▸ **Text to read**

Centring the vacation on a unique experience has a far greater sense of fulfilment. For instance in New Zealand, make sure to head on to Queensland, the mecca of adventure activities. If horse riding is your forte, make a dash to the Andean mountains in South America. Animal lovers can go to any of the amazing safaris in South Africa, Botswana and Tanzania returning with their ‘ooh’ and ‘aah’ moments, and South Africa does offer exciting combinations of wildlife, hiking and long drives. Europe in summer is a perennial favourite, with Tuscany a picture perfect choice. Moreso, when you decide to drive through small towns on the Italian border, with sunflower fields stretching as far as the eye can see. For history lovers and those wanting to experience old world charm, French speaking Montreal and old Quebec City are a perfect combination. San Francisco, with its old and new world attractions and lifestyle is another great vacation spot where creative juices overflow in the summer months. Water babies and those wanting to just do nothing as they laze on warm sands and cool waters, Fiji is a great destination. Honolulu takes this further with ample opportunity for children and families to participate in exciting sporty stuff. For golfers too, summer is the perfect time to plan a trip around Scotland and Ireland to tee off in some of the legendary golf courses on Earth.


A ski holiday in Middle Earth comes with a number of guarantees with its postcard views at every ski turn, alpine peaks, azure lakes, resort towns, extremely hospitable locals and plenty of peace and quiet. New Zealand is a major skiing destination in the Southern Hemisphere, due to its high latitude, mountainous terrain and welldeveloped attractions.

▸ **Given records**
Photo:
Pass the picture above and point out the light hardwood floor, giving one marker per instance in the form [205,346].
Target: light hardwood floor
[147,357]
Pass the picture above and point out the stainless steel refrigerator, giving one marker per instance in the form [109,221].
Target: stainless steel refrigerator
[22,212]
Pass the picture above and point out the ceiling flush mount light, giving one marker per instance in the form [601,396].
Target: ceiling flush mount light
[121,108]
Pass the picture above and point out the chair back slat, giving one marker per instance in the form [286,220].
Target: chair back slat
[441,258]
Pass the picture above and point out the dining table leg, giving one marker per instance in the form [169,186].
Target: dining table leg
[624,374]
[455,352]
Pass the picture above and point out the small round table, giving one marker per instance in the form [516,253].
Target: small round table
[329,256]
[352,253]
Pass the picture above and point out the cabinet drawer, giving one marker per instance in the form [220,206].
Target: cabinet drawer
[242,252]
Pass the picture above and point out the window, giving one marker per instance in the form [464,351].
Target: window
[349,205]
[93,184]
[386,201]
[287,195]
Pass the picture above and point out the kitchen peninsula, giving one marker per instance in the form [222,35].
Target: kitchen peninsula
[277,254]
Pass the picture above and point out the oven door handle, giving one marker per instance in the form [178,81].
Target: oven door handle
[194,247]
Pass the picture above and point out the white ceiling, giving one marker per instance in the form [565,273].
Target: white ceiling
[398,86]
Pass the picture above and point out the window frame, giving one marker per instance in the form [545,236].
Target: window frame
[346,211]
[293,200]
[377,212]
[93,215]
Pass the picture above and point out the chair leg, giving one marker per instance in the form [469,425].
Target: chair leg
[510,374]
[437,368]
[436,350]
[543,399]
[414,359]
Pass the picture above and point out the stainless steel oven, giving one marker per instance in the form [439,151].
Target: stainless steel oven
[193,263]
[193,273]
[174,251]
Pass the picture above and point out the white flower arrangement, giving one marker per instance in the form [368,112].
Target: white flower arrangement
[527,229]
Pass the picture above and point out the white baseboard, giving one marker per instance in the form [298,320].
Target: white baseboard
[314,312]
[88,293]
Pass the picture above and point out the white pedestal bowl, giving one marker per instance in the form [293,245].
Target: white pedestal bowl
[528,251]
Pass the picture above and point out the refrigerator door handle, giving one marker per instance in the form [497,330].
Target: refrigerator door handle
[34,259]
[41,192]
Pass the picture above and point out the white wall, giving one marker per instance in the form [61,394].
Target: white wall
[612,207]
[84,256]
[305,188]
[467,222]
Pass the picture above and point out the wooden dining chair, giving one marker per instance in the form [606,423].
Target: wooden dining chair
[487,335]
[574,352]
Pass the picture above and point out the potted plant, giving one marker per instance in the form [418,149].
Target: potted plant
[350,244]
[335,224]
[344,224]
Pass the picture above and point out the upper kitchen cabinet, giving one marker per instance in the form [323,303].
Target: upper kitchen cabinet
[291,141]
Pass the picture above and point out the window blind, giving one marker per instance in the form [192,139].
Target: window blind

--

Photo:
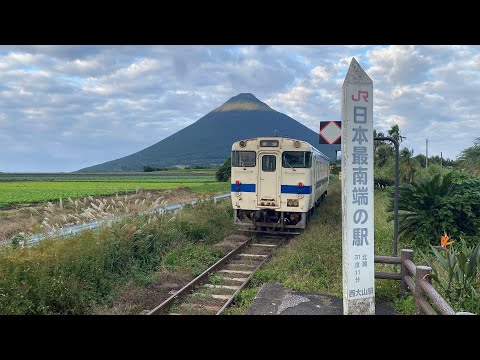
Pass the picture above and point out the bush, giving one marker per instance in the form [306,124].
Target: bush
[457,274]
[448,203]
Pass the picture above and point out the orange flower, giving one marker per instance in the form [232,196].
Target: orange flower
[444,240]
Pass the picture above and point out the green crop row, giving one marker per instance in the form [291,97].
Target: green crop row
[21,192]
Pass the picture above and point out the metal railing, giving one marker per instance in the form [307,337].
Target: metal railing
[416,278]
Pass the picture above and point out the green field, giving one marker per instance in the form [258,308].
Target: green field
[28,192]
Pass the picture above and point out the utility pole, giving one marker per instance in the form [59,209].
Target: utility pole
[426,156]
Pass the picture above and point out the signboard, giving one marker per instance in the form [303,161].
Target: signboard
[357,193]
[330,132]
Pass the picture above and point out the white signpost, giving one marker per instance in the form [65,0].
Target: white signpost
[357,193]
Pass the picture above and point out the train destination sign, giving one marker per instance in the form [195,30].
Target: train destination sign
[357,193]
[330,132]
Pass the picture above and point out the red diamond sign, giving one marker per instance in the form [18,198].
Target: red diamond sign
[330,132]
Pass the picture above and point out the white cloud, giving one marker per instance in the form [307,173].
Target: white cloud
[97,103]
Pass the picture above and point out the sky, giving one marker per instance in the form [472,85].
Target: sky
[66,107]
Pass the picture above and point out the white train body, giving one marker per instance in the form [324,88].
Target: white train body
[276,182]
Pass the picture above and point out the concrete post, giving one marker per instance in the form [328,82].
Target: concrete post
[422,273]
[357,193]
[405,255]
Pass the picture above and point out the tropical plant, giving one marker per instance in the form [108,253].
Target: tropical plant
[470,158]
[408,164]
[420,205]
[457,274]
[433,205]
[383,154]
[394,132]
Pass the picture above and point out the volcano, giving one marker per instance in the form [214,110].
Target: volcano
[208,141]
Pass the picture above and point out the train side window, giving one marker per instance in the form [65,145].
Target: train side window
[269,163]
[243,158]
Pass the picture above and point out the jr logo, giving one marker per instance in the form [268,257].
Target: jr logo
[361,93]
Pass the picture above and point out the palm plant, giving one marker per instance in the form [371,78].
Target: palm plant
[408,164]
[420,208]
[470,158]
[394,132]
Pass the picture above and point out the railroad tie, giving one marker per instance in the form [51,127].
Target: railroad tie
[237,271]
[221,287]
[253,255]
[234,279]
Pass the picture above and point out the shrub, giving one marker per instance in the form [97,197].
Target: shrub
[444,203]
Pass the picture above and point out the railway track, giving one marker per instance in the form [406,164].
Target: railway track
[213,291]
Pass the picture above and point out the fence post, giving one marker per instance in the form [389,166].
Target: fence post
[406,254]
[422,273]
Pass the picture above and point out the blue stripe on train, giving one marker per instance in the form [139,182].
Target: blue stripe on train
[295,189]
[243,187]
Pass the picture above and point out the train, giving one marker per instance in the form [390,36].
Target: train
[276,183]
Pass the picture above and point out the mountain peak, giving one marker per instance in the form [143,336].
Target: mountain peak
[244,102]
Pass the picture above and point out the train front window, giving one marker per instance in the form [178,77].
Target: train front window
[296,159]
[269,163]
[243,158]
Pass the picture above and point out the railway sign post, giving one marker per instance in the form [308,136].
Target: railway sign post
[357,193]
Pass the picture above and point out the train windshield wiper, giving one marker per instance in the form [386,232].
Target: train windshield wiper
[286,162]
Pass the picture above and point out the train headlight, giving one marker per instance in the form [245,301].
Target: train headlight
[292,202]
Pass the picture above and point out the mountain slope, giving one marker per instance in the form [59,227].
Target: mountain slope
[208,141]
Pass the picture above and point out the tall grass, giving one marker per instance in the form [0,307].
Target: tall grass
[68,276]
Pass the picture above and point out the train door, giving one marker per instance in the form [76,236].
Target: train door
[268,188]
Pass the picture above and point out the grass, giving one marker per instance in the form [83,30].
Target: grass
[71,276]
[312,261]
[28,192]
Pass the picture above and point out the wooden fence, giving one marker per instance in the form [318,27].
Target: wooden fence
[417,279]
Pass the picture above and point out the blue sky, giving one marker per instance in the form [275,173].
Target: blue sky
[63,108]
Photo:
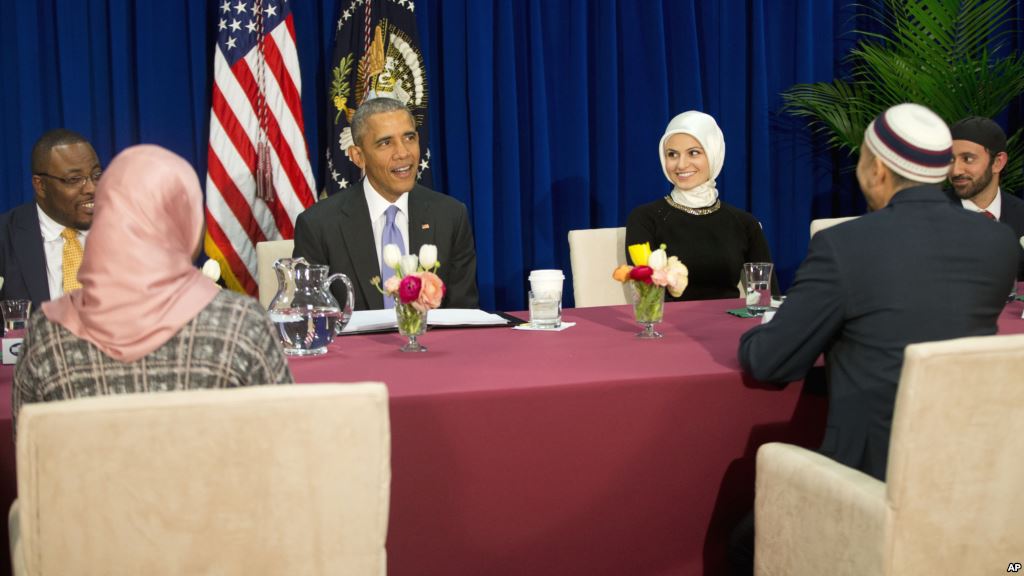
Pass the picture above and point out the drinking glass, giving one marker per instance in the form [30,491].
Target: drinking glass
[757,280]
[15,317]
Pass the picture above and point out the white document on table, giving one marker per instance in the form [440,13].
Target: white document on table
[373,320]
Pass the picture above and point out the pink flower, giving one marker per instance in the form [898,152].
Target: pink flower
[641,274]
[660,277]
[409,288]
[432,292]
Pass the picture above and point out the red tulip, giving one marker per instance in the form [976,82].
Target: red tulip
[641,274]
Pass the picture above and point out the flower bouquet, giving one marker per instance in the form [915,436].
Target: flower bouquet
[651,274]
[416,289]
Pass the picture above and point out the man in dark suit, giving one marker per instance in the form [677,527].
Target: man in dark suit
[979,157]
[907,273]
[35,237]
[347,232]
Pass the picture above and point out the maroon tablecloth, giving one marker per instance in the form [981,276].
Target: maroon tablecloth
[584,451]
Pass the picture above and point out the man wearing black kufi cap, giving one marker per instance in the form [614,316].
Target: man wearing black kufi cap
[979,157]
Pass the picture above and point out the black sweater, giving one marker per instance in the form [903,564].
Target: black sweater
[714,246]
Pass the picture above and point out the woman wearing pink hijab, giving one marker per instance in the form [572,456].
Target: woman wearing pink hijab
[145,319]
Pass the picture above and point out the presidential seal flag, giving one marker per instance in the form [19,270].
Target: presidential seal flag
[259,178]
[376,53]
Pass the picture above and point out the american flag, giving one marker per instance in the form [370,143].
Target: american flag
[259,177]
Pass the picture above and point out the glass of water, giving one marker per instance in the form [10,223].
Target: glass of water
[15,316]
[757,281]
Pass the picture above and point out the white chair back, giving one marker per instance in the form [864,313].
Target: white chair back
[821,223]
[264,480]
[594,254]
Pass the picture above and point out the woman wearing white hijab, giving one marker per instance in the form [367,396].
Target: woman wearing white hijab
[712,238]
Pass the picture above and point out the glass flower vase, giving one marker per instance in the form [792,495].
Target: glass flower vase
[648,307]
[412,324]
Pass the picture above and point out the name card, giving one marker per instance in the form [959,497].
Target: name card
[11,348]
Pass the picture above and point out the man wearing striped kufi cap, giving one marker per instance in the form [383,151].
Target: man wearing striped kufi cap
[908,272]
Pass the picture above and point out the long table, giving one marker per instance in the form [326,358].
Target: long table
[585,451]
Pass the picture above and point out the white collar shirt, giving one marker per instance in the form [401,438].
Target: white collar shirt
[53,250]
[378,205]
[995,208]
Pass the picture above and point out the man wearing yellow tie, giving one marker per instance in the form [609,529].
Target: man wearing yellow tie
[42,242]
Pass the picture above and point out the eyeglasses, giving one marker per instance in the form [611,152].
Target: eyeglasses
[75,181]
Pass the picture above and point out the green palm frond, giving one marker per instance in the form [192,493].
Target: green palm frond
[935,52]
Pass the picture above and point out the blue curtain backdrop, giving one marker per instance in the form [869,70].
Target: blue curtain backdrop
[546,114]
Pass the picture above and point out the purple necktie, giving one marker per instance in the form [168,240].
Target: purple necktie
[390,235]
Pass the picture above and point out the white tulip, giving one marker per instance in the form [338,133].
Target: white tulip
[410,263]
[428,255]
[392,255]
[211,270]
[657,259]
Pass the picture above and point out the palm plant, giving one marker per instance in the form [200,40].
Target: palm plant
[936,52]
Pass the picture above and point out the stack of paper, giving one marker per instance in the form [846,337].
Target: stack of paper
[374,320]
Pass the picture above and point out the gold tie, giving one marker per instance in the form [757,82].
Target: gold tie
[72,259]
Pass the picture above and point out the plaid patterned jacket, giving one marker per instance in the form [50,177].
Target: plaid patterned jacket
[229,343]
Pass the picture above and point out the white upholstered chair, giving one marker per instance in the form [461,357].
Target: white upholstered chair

--

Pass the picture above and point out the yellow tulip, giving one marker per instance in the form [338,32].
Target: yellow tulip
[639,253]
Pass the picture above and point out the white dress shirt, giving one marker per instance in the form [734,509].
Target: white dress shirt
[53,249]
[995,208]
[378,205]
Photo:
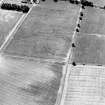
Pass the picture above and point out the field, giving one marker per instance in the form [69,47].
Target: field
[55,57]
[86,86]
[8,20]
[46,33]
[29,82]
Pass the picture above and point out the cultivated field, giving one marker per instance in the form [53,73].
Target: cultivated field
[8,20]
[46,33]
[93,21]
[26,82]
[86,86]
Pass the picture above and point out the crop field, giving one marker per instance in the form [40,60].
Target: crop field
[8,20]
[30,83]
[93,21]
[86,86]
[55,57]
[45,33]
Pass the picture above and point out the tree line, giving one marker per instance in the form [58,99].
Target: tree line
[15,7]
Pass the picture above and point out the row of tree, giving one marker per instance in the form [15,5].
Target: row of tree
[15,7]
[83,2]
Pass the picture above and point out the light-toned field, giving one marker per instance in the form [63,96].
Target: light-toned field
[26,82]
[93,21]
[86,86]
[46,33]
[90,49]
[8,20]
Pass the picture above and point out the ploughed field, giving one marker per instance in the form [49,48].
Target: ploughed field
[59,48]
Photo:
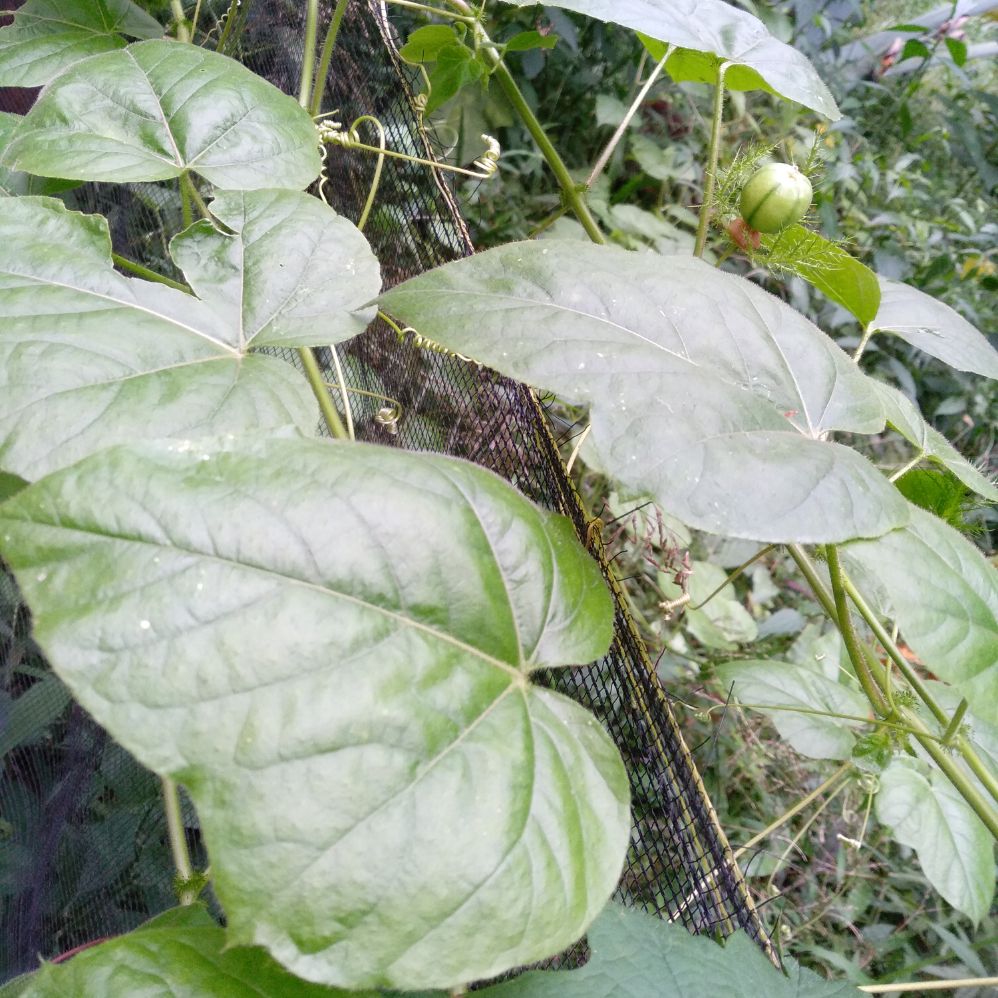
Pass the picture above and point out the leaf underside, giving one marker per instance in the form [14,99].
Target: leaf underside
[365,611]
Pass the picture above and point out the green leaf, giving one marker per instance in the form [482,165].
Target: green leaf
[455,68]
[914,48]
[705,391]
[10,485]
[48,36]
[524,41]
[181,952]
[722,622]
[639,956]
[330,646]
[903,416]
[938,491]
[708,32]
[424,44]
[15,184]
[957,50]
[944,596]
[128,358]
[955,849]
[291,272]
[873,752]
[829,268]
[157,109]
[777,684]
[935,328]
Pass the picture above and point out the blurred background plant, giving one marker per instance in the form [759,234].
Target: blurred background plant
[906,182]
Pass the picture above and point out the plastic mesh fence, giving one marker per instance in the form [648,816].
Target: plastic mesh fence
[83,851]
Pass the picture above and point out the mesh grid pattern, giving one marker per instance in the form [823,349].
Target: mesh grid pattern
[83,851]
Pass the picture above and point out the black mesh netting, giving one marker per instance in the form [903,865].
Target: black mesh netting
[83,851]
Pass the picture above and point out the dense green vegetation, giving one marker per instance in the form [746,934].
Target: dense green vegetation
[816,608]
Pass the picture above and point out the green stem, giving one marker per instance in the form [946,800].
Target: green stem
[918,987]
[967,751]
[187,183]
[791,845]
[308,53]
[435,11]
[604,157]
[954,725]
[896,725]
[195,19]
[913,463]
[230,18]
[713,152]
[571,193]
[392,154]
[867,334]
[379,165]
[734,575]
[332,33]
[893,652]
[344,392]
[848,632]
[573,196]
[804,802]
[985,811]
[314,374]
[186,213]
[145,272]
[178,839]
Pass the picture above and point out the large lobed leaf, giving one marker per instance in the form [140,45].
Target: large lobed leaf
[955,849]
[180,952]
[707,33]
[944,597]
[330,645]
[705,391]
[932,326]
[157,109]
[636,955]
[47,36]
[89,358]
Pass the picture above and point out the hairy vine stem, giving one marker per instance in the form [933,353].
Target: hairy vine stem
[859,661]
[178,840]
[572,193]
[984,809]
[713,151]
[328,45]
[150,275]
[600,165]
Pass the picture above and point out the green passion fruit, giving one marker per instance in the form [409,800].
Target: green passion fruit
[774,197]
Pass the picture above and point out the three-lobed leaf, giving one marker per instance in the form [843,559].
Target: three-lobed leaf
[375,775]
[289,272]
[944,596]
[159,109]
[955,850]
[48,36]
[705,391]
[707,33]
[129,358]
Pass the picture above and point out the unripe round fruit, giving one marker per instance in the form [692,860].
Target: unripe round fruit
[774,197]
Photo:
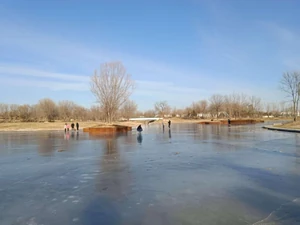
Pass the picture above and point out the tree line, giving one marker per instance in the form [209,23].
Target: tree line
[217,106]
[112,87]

▸ **Work to do**
a - In the passage on vacation destinations, check whether each statement agrees with it: (i) it recommends the Andean mountains in South America for horse riding; (ii) it names Fiji as the place with ample opportunity for children and families to do sporty activities; (iii) it calls New Zealand a major skiing destination in the Southern Hemisphere. Answer yes or no for each and quote the words of the passage that decide it.
b - Pick out every line of the entries that contains the string "jacket", and copy each one.

▸ **Responses**
a -
(i) Yes: "If horse riding is your forte, make a dash to the Andean mountains in South America."
(ii) No: "Honolulu takes this further with ample opportunity for children and families to participate in exciting sporty stuff."
(iii) Yes: "New Zealand is a major skiing destination in the Southern Hemisphere"

b -
Pass the picture above and point out the plaid patterned jacket, giving one marker per instance in the form [50,177].
Target: plaid patterned jacket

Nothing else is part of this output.